It seems like everywhere you turn these days someone is talking about trauma. And I think that’s a good thing because trauma really is something we will all deal with, sooner or later.
I grew up in a chaotic household. My parents split up when I was only 2 and my first memory is of my mother sleeping on a mattress in the corner of my room. Even at that tender age, I knew something was wrong. She remarried when I was 6 and things were good but eventually there were financial problems and my mom’s drinking became problematic. I was cared for and fed, I had a nice house and pretty clothes, but there was a level of uncertainty to my day-to-day life that has had a lasting effect on me. There were big emotional events, like the time my stepfather threw my brother through a window and the police came or the time my mother and I got in a car accident when she was driving after drinking too much. There were also daily events, like fights that lead to tears or stony silences, dinners that went uneaten because someone said the wrong thing, and early bedtimes to escape the tension in the room. In other words, I never quite knew what to expect and I walked on eggshells. A lot. The uncertainty of what was about to happen, the anxious feeling of always waiting for the other shoe to drop, impacted my view of the world immensely. The trauma of my childhood experiences has been long lasting and is something I work constantly to understand and overcome.
I’ve also had trauma in my adult life, like the time my husband got hit by a car while he was mowing our lawn. I’m so grateful that when that happened, I was already under the care of a therapist and we immediately worked on how I was processing the experience. And when I say immediately, I mean that I had a phone call with her the same day as the accident. And I talked with her daily for several days afterwards. I still had panic attacks and incredible anxiety but we dealt with it quickly and the lasting impact of that trauma has been fairly mild.

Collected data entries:
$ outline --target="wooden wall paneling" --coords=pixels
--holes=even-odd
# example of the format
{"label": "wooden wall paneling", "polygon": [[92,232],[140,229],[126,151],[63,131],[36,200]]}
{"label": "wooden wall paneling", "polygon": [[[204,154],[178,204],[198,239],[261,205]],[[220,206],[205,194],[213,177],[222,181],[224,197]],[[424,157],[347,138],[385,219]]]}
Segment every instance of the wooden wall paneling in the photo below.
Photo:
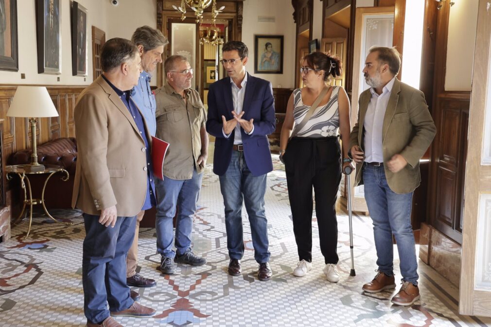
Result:
{"label": "wooden wall paneling", "polygon": [[[395,47],[400,54],[404,51],[404,23],[406,15],[406,0],[396,0],[394,8],[394,33],[392,34],[392,46]],[[404,61],[404,57],[403,56]],[[402,76],[402,69],[404,62],[401,65],[397,78],[401,80]]]}

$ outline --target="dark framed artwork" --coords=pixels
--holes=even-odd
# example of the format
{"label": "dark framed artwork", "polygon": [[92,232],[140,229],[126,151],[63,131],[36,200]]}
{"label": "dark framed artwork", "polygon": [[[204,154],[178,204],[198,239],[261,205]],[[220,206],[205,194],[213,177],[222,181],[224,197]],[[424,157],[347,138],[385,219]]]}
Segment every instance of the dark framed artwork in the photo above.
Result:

Exercise prompt: Rewrite the passage on trauma from "It seems like" to "sooner or later.", substituting "healthy development" for "good thing".

Expected answer:
It seems like everywhere you turn these days someone is talking about trauma. And I think that’s a healthy development because trauma really is something we will all deal with, sooner or later.